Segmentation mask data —
.....
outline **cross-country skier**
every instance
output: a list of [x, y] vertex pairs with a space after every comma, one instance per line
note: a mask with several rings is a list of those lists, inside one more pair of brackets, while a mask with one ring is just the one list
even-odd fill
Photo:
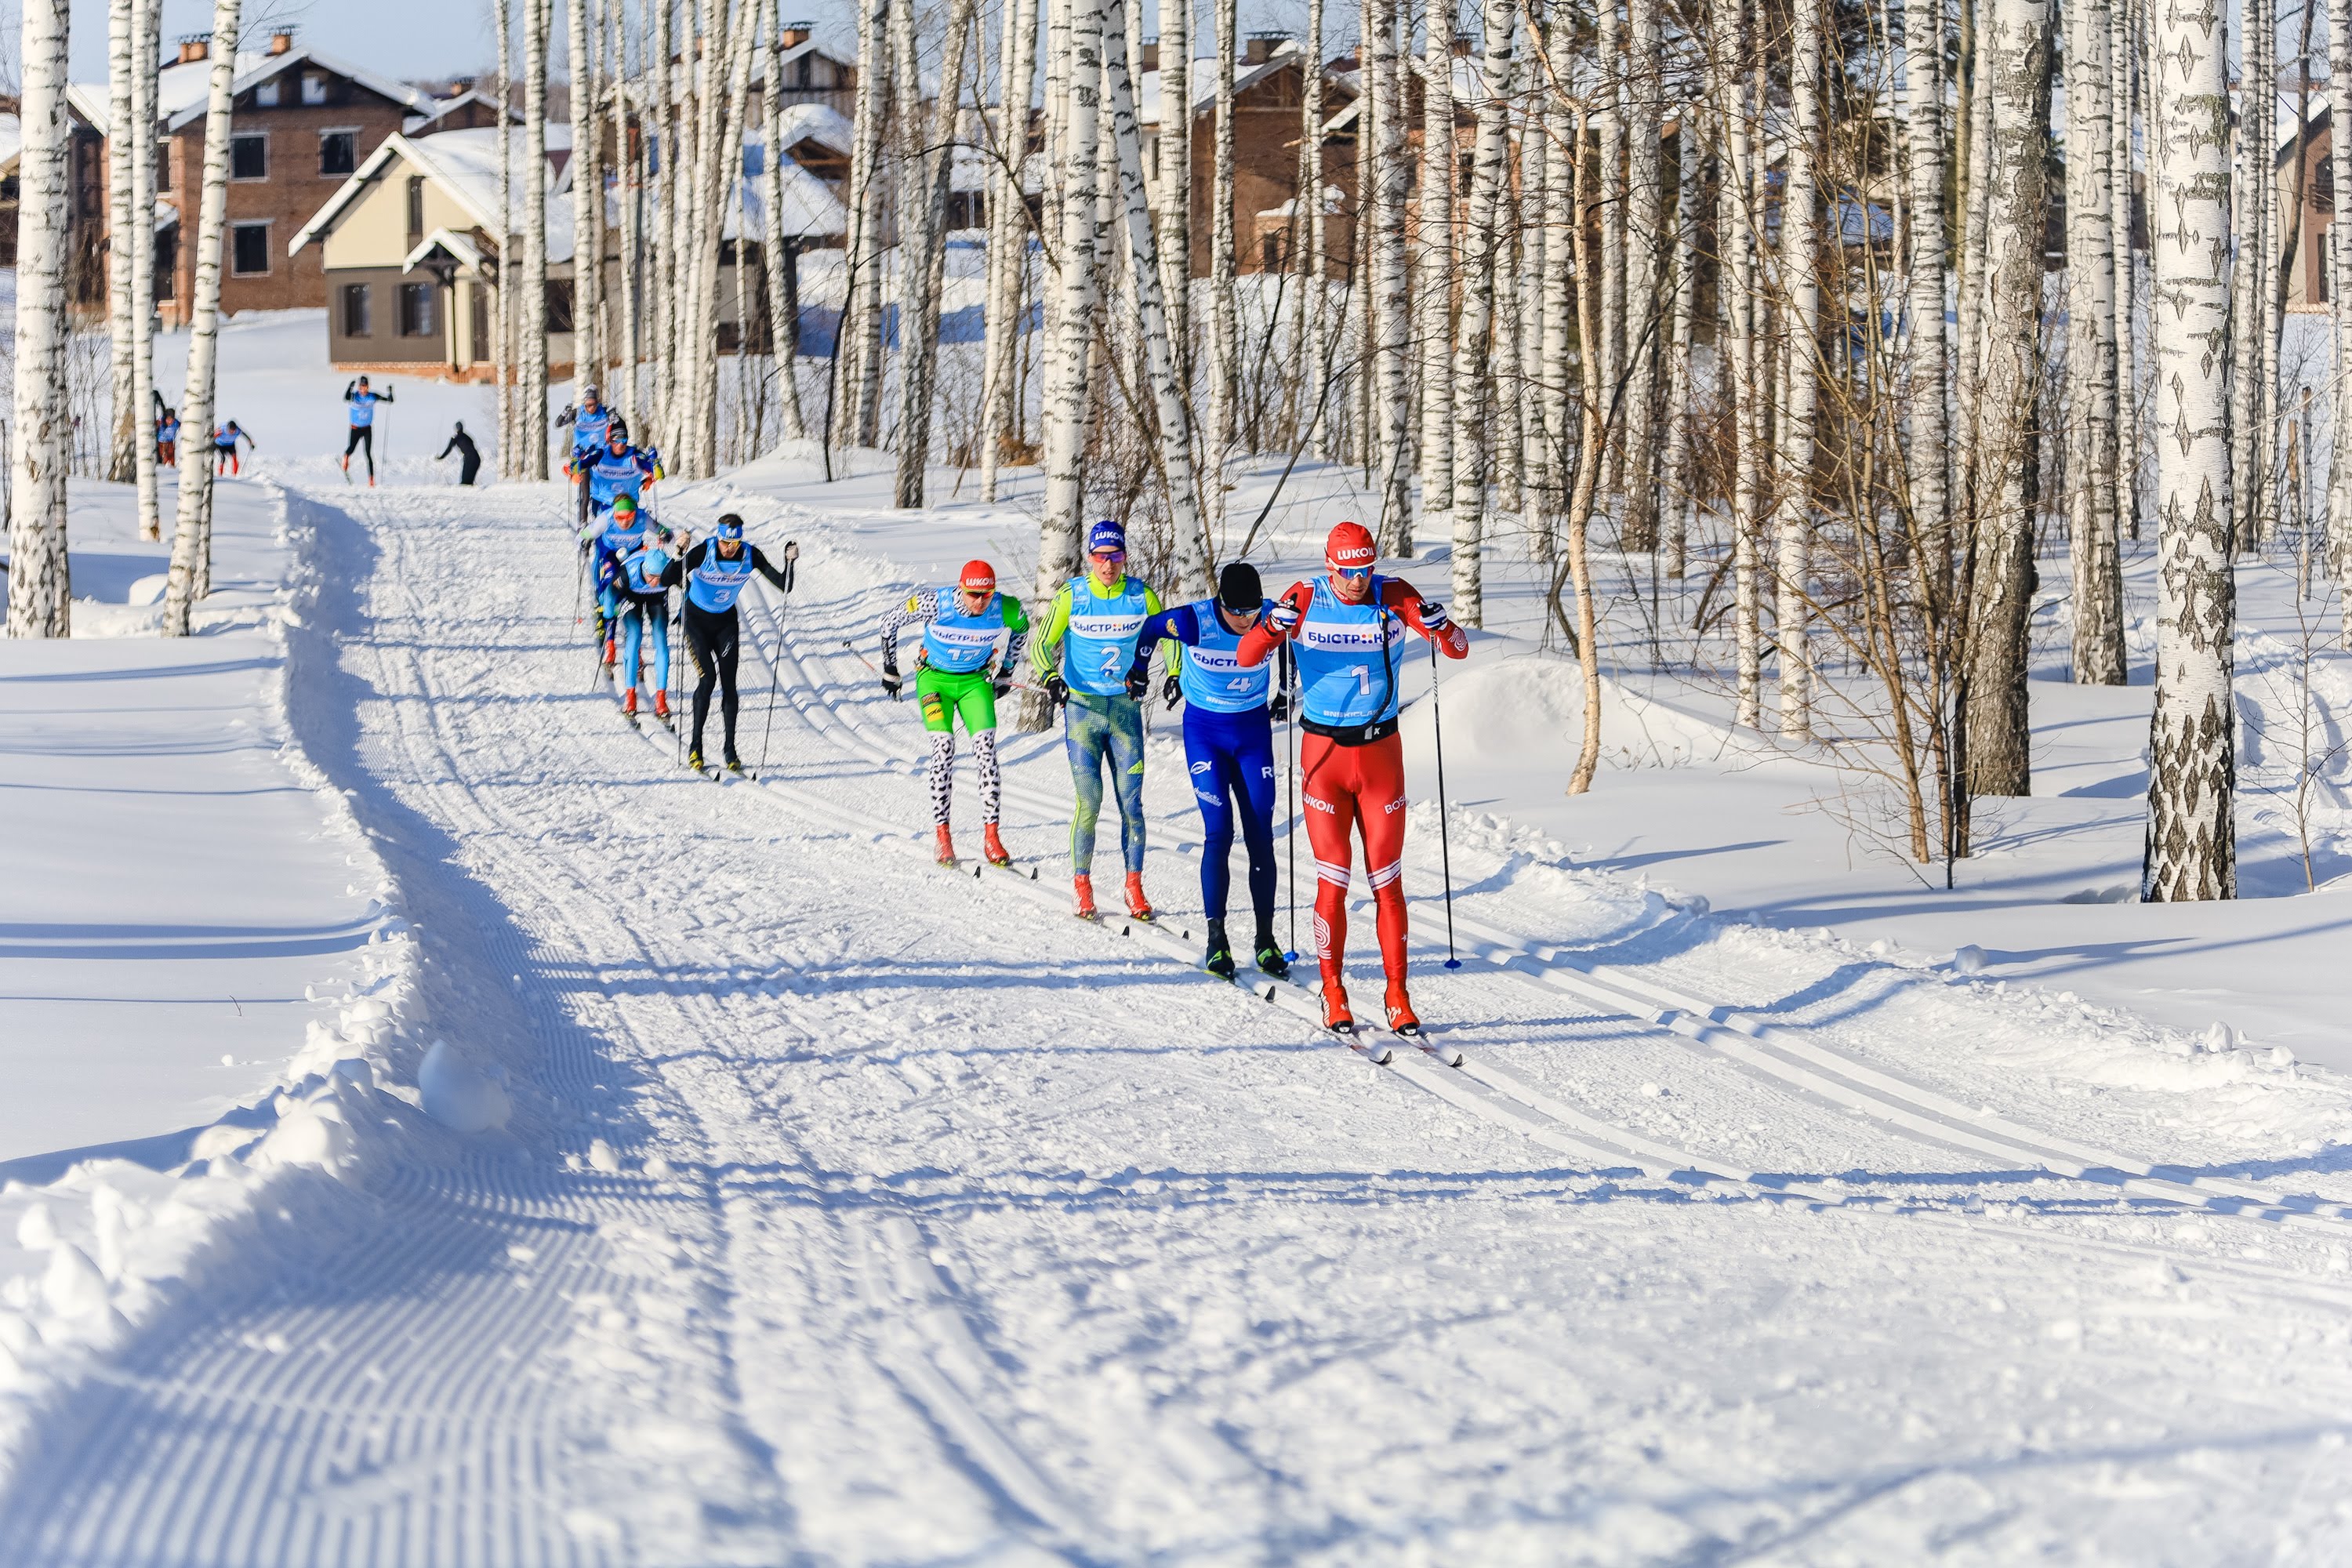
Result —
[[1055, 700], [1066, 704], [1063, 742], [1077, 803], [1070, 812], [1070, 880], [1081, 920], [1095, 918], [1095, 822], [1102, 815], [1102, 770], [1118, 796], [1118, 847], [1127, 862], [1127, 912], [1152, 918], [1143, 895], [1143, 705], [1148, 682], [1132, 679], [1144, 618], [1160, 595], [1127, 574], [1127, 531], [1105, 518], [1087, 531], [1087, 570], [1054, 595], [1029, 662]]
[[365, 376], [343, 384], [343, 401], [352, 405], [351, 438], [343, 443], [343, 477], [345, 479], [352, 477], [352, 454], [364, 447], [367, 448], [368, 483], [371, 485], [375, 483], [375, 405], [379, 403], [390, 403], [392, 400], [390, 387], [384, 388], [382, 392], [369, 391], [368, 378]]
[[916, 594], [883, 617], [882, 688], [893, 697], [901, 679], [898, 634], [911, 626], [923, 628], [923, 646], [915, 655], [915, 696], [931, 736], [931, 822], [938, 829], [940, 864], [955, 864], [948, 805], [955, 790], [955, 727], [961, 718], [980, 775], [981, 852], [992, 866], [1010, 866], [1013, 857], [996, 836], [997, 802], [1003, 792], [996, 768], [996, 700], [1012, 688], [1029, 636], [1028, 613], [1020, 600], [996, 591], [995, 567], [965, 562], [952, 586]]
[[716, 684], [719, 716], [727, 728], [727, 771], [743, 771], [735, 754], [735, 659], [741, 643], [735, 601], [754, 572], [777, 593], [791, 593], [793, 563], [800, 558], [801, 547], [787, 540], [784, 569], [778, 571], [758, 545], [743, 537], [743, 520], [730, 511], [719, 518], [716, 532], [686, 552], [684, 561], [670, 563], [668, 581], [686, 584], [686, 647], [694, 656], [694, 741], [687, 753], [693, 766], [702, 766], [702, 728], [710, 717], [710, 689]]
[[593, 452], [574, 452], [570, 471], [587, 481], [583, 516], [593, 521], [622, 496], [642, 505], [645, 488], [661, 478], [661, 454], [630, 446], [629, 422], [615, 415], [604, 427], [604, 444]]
.....
INSTRUCTIONS TO FOLLOW — From the entries above, list each line with "every" in it.

TASK RESPONSE —
every instance
output: a list of [x, y] vertex pairs with a space after every comma, one instance per line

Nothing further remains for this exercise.